# Task data start

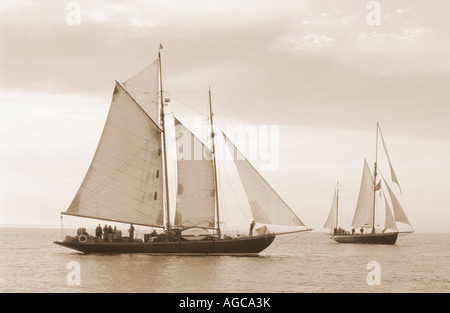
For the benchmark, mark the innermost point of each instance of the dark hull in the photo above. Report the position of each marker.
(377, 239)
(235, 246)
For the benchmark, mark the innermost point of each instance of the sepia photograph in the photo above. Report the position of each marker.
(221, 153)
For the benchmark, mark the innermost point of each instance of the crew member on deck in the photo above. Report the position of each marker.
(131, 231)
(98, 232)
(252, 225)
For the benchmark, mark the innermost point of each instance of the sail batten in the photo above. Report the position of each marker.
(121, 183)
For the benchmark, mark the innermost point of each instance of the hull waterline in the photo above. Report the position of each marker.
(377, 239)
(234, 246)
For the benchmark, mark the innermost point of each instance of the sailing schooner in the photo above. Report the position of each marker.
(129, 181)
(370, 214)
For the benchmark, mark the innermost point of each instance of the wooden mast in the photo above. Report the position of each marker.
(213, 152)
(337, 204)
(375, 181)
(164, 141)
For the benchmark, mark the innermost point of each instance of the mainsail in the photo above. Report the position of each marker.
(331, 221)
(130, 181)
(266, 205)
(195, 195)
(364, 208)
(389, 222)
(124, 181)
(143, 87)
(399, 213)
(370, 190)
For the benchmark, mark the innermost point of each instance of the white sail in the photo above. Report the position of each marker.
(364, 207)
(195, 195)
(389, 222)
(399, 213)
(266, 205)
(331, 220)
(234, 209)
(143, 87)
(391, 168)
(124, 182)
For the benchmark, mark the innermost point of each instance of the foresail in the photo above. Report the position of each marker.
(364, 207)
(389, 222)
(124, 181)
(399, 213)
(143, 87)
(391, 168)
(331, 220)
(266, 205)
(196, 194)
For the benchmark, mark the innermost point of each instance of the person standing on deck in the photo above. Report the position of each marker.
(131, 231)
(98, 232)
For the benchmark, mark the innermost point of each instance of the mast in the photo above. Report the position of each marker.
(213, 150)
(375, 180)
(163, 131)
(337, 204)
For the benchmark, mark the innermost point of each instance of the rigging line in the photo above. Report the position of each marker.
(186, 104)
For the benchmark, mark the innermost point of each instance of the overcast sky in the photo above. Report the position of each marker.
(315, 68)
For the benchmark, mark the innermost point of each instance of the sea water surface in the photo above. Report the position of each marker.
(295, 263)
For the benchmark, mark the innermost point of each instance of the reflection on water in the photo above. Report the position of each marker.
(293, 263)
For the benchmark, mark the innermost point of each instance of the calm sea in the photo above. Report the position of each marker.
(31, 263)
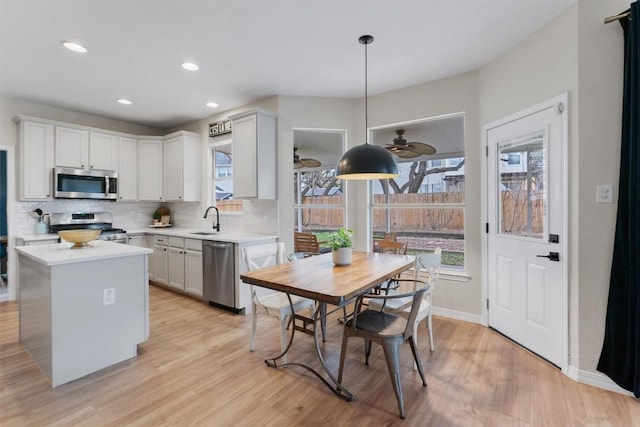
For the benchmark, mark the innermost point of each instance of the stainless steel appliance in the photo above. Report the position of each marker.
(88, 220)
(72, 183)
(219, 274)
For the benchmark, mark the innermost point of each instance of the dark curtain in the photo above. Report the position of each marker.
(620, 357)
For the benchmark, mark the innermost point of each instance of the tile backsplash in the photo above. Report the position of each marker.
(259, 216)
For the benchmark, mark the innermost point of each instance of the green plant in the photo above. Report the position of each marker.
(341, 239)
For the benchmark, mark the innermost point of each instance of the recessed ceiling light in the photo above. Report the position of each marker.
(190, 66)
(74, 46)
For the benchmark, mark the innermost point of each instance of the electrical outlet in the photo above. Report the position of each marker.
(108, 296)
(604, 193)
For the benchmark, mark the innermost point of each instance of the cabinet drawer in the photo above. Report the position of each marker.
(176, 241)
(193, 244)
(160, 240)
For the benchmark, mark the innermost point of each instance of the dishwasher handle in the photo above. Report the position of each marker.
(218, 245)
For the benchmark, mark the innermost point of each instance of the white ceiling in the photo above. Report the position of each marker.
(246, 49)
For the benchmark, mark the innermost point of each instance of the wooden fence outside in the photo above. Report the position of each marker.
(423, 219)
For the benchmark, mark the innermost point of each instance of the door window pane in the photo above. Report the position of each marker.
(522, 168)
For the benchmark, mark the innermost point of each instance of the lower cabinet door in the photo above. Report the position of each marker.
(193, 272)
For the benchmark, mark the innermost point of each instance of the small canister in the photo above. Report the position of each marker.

# Task data end

Duplicate the lines above verbatim, including the coordinates given under each one, but leave the pictures out of the answer.

- Full solution
For the benchmark, mark the innermost point of each instance of the dark hull in the photo above. Report the position of each marker.
(377, 239)
(235, 246)
For the benchmark, mark the innermost point of each instance of the sepia photograph in the photo above. Report the position of each marker.
(221, 153)
For the benchmark, mark the innermost point of each instance of the crew member on deck in the photo above. Report the position of each marker.
(131, 231)
(98, 232)
(252, 225)
For the benchmark, mark the innermost point of each instance of the sail batten in the photo above. Report the position of each marker.
(121, 183)
For the benchmark, mark the innermost point of each instance of the hull waterline in the photo above. Report the position of each marker.
(377, 239)
(234, 246)
For the benchmark, mark the innermost point of each instance of the sailing schooner in the photo above. Report the position of each marker.
(129, 181)
(370, 214)
For the benchmark, mark the innermost point of each instance of the wooden mast in the photo above. Report the position of each marker.
(213, 152)
(337, 204)
(375, 181)
(164, 141)
For the benchmark, mark the innermost point of each instance of the mainsail in the photo above. Report the position of each marker.
(331, 221)
(130, 181)
(266, 205)
(195, 195)
(364, 208)
(389, 222)
(124, 181)
(143, 87)
(399, 213)
(370, 190)
For the benchmark, mark the innermost point of each instance of the white sail in the photo above. Report the position of each marker.
(364, 207)
(195, 195)
(389, 222)
(399, 213)
(266, 205)
(331, 220)
(234, 209)
(143, 87)
(391, 168)
(124, 182)
For the benchmark, mark the innermost point of each instance of the foresail in the photo above. Report the position of each marker.
(364, 207)
(389, 222)
(124, 181)
(399, 213)
(143, 87)
(391, 168)
(331, 220)
(266, 205)
(196, 194)
For the benchmark, mark the innermost point of each instance of the person standing on deck in the photo above. Report the position of each marker.
(131, 231)
(98, 232)
For the benchmark, mark the innermost point of each instance of the mast in the photo above. Report the position of each marker.
(213, 150)
(375, 180)
(163, 131)
(337, 204)
For the benchmark, mark the innermost point of each instance of the rigging line in the photo above. Report the position of each marker.
(186, 104)
For the benchmark, mark the innermost point of each instance of the overcast sky in the photo above. Report the position of each marker.
(315, 68)
For the benchmark, mark the innermost point of each instance of the sea water surface in the photo above. Report the position of each marker.
(295, 263)
For the benchmark, mark the innermost point of each instance of the reflection on water in the photo above. Report the position of each marker.
(293, 263)
For the benchmark, mark the innermost point of each instance of the calm sea in the photo above. Report the position of each marker.
(31, 263)
For the benchmark, mark the innermost point of each instance of the stainless steel appliance in the photo above. Report the position of each marker.
(88, 220)
(72, 183)
(219, 274)
For the benchmark, mark the innermost point of each instance of the dark curtain in the photo above. Report the position of each marker.
(620, 357)
For the benchmark, mark the innermost point of each instance of the tile backsplash in the photo above. Report the position of each marker.
(259, 216)
For the benchmark, mark the innermost point of each instance of the green plant in the photo above. Report the position of each marker.
(341, 239)
For the benchmark, mark the innermost point of each instance of the recessed ceiling light in the photo above. Report the position of each marker.
(190, 66)
(74, 46)
For the benchmark, mark the innermost point of each instance of the electrical outlet in the photo above. Report the position of each marker.
(108, 296)
(604, 193)
For the benchmark, mark the innermost point of each instance of the cabinet drawer in the photo above. Report the position of each marker.
(176, 241)
(193, 244)
(160, 240)
For the benchmark, mark the innermost point of each instance of the dishwasher handle in the photo above. Report the position of each marker.
(218, 245)
For the benchmark, mark the innermost point of each instance of the white ceiling in the photo above. Report the position of each marker.
(246, 49)
For the benchmark, mark the innermost point of each instance of the wooden fence outside in the photo above. Report the position of each marker.
(423, 219)
For the benchmark, mark the innermost point of each instance of the door window pane in the photo above. Report the position of each marker.
(522, 168)
For the benchmark, mark the innermost point of each instance of the lower cabinet door in the photo above. Report the position of each marker.
(193, 272)
For the benchmark, mark the innermost point of each instance of the small canister in the photo above. Report the position of each marker.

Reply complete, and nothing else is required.